=== Data section ===

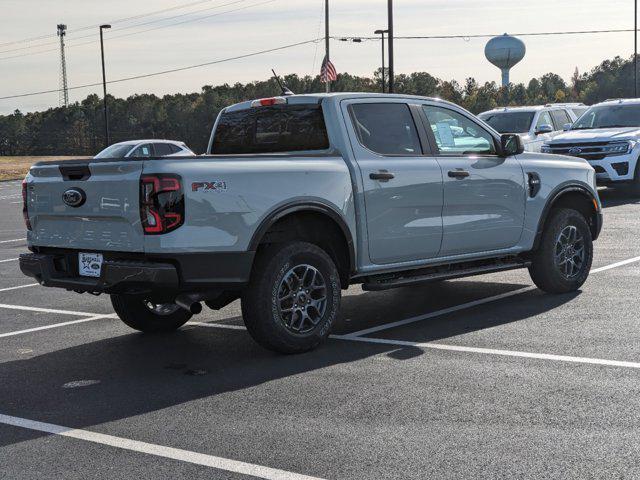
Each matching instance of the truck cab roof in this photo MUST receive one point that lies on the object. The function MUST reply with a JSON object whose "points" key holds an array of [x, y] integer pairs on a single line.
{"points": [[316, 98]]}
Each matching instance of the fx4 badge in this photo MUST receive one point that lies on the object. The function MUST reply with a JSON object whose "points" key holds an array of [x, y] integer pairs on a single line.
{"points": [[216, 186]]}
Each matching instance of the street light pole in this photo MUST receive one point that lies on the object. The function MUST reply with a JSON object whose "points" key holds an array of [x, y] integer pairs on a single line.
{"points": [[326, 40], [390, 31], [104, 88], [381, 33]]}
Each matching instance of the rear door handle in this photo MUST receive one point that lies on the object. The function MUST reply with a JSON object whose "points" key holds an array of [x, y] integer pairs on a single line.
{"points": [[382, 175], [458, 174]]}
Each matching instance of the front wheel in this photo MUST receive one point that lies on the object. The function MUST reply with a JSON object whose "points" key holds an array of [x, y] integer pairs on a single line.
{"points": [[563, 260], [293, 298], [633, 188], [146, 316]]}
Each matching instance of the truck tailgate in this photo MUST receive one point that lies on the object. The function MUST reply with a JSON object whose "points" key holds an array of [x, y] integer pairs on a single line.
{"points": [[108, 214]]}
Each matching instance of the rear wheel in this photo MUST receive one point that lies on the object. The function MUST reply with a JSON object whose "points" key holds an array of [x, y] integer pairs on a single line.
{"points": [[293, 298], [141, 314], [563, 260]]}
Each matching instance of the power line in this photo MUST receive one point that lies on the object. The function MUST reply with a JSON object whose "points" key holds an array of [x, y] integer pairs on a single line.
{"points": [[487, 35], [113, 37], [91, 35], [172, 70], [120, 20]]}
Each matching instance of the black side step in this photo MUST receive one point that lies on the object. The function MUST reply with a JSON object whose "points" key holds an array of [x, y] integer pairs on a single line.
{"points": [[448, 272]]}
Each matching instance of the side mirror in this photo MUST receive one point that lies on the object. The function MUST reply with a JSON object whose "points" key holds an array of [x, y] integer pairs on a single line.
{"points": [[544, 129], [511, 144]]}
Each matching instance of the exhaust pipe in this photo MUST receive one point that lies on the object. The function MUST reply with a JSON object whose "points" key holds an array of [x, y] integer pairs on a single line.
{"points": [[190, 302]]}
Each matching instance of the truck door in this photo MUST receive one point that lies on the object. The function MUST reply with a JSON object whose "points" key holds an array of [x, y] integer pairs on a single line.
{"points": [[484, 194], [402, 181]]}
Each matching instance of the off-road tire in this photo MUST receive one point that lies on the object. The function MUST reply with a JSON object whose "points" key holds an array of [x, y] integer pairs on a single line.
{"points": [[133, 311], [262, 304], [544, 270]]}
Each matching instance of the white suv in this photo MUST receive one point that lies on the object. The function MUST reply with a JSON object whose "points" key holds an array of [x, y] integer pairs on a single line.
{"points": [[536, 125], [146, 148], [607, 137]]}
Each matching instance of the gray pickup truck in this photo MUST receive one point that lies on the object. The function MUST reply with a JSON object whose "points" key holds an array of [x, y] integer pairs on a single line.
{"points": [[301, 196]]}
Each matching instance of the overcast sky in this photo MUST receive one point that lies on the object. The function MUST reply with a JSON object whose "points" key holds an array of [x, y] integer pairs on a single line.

=== Task item ===
Reproduce the records exactly, images excluded.

=== Output for this task ===
Each matching instance of the truck cab roof in this photo MUST receive one point that lies on the object. The function MUST reply with a JSON object whose "points" key holds an array of [x, y] integer pairs on a single line.
{"points": [[316, 98]]}
Each matching instance of the fx4 badge in this photo MUST receive one point that lies on the object. The function MUST reply with a JSON object whose "points" key holds an array of [x, y] integer pairs on a single line.
{"points": [[216, 186]]}
Each matching instance of the street light pole in this photo MUST receive one point that lies on the object. The function MUST reply with a JSON object whose "points" key holds an array of [x, y] integer pairs on a single line.
{"points": [[326, 40], [390, 31], [104, 88], [381, 33]]}
Each matching instance of the rear door handle in this photo MUST receive one point that lies on the object. The function MUST reply with a JSON object whose "points" key holds an array of [x, y] integer pairs on a single line.
{"points": [[382, 175], [458, 174]]}
Each matching instance of the front wheel in this photo MUST receive one point that lies on the object. The function MUST reply with a JSON object whose "points" key holds an array of [x, y] integer pairs on a single line.
{"points": [[563, 260], [293, 298], [633, 188], [146, 316]]}
Each matching instance of the truck tailgate in this photo MUST receive one point that lies on the object. The function MUST reply with a JSON object whose "points" key holds an array of [x, y] integer pairs on a single line.
{"points": [[108, 214]]}
Each matching instance of the rear wheel in this photo MUST receive one point that lies on the object. The function MUST reply with a JSON object whose "points" key holds an array of [x, y] integer pairs on a single line.
{"points": [[293, 298], [141, 314], [563, 260]]}
Each matching instance of the power line in this photo MUST receive one point that lies on the object. The function MUST reply with a JSON object whose "points" key holds an array of [x, y] integer pairs on a single line.
{"points": [[487, 35], [113, 37], [91, 35], [172, 70], [120, 20]]}
Each matching instance of the black side step in this photo MUST receive one point that lies on the object. The function MUST reply with a JSON object whose "points" key holds an array of [x, y] integer pairs on a single line.
{"points": [[448, 272]]}
Each matching instance of the side mirror in this photo MUST receive one point that lies on the object. The function MUST reply with a JSON object whose "points" key holds an array of [x, y] integer pairs on a single line.
{"points": [[544, 129], [511, 144]]}
Each matching instance of the exhaust pipe in this photo MUST receive one point that lies on the object. The function MUST reply with a JSON object whose "points" key holds an array of [x, y] integer pairs on a single line.
{"points": [[190, 302]]}
Each matching instance of the truck door in this photo MUST receive one point that lies on the object. The function MUST reply with a JSON object whose "points" key holds an array of [x, y] integer pairs on a single line.
{"points": [[484, 194], [402, 181]]}
Each matching instance of the off-road tire in this photo MUST receive one point that lies on the object. The function MUST reply with a JSON object whose "points" key holds an array of [x, y] integer pairs on a single line.
{"points": [[133, 311], [262, 304], [544, 270]]}
Each matching instance of the white suv in this photo MUST receive one point that lies on the object. The function MUST reply with a JSON object whose "points" key holds an array of [x, y] integer pairs on a single line.
{"points": [[536, 125], [146, 148], [607, 137]]}
Each matching instance of the gray pickup truck in this photo MUST receive one point that lies on the object. The function MUST reply with a JSON object whose "points" key holds an array of [x, y] integer pairs on a single line.
{"points": [[301, 196]]}
Each matching instance of the overcast sky in this photo MUST receive one point that lies on the object. The function MUST reply with a JSON object whose "points" key holds an array of [x, y] integer pairs on a single line.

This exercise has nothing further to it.